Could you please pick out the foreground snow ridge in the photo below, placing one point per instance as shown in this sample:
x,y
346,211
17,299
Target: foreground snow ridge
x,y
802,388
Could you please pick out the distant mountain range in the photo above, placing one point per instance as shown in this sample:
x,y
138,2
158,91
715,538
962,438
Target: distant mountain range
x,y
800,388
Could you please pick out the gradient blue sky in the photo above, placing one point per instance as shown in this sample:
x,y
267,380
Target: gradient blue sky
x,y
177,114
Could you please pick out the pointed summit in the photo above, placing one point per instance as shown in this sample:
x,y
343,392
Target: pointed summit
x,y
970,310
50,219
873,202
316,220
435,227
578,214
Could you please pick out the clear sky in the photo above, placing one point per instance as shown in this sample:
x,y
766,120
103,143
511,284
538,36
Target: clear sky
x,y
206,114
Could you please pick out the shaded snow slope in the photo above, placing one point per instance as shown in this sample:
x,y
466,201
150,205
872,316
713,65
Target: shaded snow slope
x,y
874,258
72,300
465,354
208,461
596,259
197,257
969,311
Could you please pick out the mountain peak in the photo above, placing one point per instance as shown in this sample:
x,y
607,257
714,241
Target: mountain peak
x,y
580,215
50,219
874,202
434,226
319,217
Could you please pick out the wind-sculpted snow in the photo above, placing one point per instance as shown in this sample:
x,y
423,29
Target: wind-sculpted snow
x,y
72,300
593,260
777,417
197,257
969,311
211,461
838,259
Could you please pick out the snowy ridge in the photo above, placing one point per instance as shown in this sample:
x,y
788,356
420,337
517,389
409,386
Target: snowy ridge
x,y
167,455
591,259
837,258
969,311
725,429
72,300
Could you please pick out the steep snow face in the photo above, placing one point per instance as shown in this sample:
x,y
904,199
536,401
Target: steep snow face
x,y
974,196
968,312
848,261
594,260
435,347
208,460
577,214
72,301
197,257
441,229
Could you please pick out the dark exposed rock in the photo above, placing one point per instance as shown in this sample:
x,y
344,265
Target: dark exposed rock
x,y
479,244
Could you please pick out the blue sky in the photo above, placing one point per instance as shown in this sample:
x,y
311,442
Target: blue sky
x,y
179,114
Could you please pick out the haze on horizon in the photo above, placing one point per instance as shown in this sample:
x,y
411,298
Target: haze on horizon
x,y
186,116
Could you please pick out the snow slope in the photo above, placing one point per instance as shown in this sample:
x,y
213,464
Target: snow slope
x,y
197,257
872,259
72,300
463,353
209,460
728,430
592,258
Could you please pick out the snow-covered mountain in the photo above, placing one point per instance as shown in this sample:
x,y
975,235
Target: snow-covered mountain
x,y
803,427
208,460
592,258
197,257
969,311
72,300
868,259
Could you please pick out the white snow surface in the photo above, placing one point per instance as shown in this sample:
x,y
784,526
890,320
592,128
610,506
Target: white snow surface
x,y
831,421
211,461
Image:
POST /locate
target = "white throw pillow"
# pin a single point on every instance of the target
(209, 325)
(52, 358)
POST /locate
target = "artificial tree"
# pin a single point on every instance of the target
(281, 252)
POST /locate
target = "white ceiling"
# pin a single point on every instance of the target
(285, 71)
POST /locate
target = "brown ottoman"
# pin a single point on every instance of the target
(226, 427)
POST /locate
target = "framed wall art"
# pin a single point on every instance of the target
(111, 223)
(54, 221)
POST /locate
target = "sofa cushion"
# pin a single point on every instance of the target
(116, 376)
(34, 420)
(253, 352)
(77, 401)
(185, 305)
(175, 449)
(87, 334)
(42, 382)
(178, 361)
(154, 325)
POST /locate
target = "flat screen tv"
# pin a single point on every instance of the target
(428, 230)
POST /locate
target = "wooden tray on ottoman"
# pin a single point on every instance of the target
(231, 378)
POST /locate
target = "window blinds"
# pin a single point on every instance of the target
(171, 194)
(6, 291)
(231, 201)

------------

### Exercise goal
Search the preceding listing for "ottoman", then copy every line that holds it.

### Exercise response
target = "brown ottoman"
target = "wooden tray on ottoman"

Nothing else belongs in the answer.